I'd suggest to report as many as possible zones in one command, and
the dev_info.max_io_buf_bytes is the max allowed buffer size for one
command, please refer to nvme_ns_report_zones().

Also we are going to extend ublk in the multiple LUN/NS style, and I
guess that won't be one issue since ->report_zones() is always done on
disk level, right?

> +	ret = nr_zones;
> +
> + out:
> +	return ret;
> +}
> +#else
> +void ublk_set_nr_zones(struct ublk_device *ub);
> +void ublk_dev_param_zoned_apply(struct ublk_device *ub);
> +int ublk_revalidate_disk_zones(struct gendisk *disk);
> +#endif
> +
>  static void ublk_dev_param_basic_apply(struct ublk_device *ub)
>  {
>  	struct request_queue *q = ub->ub_disk->queue;
> @@ -212,6 +307,9 @@ static void ublk_dev_param_basic_apply(struct ublk_device *ub)
>  		set_disk_ro(ub->ub_disk, true);
>  
>  	set_capacity(ub->ub_disk, p->dev_sectors);
> +
> +	if (IS_ENABLED(CONFIG_BLK_DEV_ZONED))
> +		ublk_set_nr_zones(ub);
>  }
>  
>  static void ublk_dev_param_discard_apply(struct ublk_device *ub)
> @@ -268,6 +366,9 @@ static int ublk_apply_params(struct ublk_device *ub)
>  	if (ub->params.types & UBLK_PARAM_TYPE_DISCARD)
>  		ublk_dev_param_discard_apply(ub);
>  
> +	if (IS_ENABLED(CONFIG_BLK_DEV_ZONED) && (ub->params.types & UBLK_PARAM_TYPE_ZONED))
> +		ublk_dev_param_zoned_apply(ub);
> +
>  	return 0;
>  }
>  
> @@ -361,9 +462,13 @@ static void ublk_free_disk(struct gendisk *disk)
>  	put_device(&ub->cdev_dev);
>  }
>  
> +
>  static const struct block_device_operations ub_fops = {
> -	.owner =	THIS_MODULE,
> -	.free_disk =	ublk_free_disk,
> +	.owner = THIS_MODULE,
> +	.free_disk = ublk_free_disk,
> +#ifdef CONFIG_BLK_DEV_ZONED
> +	.report_zones = ublk_report_zones,
> +#endif

Define one null ublk_report_zones in #else branch of the above #ifdef, then we
can save one #ifdef.

• **Supplied information**
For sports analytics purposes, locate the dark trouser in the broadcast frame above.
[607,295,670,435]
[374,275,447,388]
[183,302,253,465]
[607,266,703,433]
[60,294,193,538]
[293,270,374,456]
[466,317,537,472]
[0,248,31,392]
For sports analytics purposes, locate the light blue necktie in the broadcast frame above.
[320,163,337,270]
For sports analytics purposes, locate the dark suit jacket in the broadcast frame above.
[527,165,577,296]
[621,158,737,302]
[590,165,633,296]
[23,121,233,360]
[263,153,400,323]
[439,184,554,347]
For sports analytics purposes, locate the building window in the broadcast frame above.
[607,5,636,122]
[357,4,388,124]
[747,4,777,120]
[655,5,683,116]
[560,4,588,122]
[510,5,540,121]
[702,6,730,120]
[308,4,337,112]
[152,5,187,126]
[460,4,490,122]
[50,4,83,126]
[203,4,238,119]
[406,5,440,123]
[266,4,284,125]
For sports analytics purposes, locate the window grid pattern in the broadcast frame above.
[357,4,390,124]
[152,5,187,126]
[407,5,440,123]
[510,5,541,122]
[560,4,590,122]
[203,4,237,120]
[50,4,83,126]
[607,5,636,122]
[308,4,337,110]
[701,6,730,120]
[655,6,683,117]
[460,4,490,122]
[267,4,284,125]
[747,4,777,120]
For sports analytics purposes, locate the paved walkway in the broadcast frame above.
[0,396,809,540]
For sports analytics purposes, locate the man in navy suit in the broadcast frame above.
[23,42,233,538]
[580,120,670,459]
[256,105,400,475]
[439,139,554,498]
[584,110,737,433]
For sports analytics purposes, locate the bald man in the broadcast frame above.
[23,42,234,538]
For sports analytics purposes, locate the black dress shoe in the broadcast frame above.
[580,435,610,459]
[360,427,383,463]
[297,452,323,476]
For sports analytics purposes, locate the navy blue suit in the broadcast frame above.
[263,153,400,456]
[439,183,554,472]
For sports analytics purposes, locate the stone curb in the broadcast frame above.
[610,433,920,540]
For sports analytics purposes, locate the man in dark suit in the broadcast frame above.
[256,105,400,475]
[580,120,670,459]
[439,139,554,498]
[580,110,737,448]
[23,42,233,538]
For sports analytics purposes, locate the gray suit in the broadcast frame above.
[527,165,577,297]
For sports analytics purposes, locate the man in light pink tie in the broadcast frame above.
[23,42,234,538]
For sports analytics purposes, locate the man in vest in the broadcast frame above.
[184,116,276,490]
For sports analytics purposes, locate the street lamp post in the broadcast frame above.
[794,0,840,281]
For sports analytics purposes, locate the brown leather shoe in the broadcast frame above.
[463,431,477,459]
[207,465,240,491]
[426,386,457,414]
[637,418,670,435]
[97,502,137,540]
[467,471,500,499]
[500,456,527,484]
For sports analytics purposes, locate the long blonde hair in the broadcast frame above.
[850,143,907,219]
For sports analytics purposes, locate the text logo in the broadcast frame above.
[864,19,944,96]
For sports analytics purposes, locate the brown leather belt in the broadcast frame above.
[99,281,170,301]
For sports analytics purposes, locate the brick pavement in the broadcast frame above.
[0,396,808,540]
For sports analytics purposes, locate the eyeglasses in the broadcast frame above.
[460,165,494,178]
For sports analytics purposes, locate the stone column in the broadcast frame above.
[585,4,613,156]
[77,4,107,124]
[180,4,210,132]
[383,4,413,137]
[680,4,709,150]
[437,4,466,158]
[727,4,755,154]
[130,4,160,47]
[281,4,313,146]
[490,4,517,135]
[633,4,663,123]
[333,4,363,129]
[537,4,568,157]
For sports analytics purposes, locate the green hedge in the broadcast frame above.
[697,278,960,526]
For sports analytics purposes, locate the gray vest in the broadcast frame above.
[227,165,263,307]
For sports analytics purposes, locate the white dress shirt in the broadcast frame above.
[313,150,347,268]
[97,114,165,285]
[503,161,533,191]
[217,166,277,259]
--
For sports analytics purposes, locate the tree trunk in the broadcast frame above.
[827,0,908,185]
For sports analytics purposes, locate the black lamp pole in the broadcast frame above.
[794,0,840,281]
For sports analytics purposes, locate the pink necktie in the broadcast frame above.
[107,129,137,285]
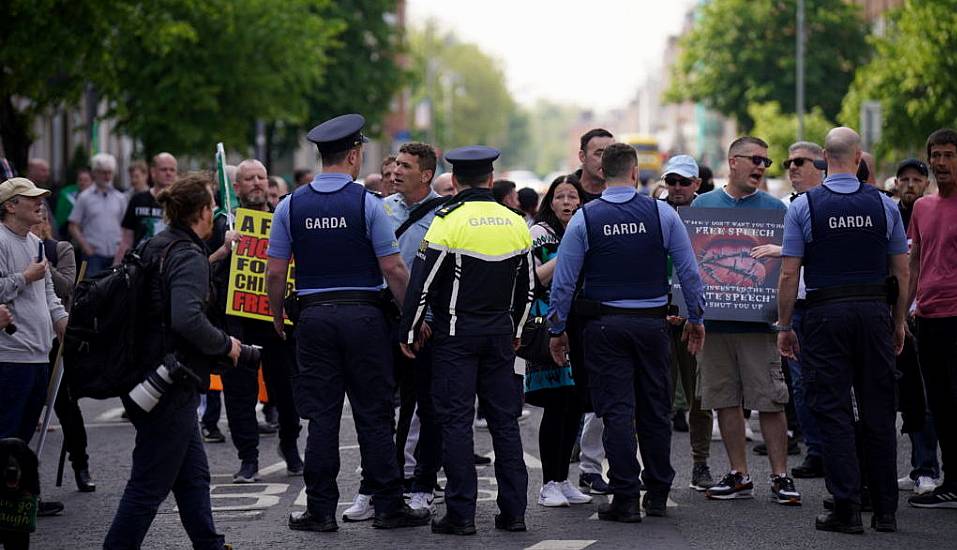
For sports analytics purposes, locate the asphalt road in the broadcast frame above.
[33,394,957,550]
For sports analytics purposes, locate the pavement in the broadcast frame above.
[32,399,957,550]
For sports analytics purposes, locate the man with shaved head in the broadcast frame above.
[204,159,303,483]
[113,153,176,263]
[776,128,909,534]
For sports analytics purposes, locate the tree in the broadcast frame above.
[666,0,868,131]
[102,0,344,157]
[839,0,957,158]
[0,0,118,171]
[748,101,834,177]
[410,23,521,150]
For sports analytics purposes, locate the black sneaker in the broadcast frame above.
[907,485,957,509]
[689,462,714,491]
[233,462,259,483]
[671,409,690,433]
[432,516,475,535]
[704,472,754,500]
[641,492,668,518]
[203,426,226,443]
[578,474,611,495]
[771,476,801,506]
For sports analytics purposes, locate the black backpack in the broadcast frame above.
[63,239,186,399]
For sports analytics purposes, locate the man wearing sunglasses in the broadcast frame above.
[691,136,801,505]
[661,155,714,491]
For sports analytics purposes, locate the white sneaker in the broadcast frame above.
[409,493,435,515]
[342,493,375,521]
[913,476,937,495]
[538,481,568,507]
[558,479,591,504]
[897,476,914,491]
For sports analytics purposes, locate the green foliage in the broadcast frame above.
---
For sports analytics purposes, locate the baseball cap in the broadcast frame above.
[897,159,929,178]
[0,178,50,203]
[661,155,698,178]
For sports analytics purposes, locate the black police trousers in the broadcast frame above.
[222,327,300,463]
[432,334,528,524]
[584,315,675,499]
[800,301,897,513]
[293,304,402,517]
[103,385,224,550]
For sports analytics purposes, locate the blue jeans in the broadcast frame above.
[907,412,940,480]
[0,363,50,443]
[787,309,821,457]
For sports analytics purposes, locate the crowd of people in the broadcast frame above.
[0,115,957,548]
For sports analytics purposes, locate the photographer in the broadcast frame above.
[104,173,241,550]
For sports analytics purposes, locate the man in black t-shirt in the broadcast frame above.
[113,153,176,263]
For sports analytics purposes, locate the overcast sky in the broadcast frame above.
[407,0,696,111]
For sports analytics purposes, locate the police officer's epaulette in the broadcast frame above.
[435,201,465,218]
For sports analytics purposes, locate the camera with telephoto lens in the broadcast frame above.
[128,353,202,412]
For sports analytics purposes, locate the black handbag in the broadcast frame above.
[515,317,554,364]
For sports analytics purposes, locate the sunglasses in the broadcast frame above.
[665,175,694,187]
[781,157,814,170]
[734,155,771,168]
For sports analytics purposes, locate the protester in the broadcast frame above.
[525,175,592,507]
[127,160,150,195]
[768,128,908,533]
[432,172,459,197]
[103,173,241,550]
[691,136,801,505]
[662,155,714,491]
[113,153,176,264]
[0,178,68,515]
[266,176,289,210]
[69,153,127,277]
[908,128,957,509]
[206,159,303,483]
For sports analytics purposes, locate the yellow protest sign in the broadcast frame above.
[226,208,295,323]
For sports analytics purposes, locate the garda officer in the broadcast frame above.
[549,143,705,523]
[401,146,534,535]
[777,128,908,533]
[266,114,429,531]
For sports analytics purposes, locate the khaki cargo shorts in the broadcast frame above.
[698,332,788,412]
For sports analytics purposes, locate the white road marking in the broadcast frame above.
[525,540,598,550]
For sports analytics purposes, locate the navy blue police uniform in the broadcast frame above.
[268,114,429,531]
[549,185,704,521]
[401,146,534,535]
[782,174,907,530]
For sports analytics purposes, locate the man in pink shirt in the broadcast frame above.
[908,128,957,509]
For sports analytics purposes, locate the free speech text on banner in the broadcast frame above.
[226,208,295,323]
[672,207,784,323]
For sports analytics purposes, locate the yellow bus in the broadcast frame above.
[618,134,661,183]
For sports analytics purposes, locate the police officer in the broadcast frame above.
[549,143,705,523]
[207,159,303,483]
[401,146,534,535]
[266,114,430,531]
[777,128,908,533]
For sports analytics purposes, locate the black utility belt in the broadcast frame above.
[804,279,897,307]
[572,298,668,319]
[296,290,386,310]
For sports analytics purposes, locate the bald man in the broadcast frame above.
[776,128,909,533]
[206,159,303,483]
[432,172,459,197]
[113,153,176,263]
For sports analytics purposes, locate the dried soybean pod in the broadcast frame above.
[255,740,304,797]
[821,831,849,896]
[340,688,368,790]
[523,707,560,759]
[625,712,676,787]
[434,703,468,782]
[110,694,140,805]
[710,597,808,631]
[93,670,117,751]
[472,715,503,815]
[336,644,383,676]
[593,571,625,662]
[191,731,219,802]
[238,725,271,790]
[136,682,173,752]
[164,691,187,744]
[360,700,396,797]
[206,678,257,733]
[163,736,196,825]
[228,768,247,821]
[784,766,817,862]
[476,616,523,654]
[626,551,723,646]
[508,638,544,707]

• **Set exercise 1**
Retype the ublk patch review from "Also we are" up to and including "disk level, right?".
• **Set exercise 2**
Pick up the ublk patch review where it stops and keep writing.
The data isn't needed for any of this.

• **Output 1**
Also we are going to extend ublk in the multiple LUN/NS style, and I
guess that won't be one issue since ->report_zones() is always done on
disk level, right?

• **Output 2**
>  };
>  
>  #define UBLK_MAX_PIN_PAGES	32
> @@ -499,7 +604,7 @@ static int ublk_unmap_io(const struct ublk_queue *ubq,
>  {
>  	const unsigned int rq_bytes = blk_rq_bytes(req);
>  
> -	if (req_op(req) == REQ_OP_READ && ublk_rq_has_data(req)) {
> +	if ((req_op(req) == REQ_OP_READ || req_op(req) == REQ_OP_DRV_IN) && ublk_rq_has_data(req)) {
>  		struct ublk_map_data data = {
>  			.ubq	=	ubq,
>  			.rq	=	req,
> @@ -566,6 +671,26 @@ static blk_status_t ublk_setup_iod(struct ublk_queue *ubq, struct request *req)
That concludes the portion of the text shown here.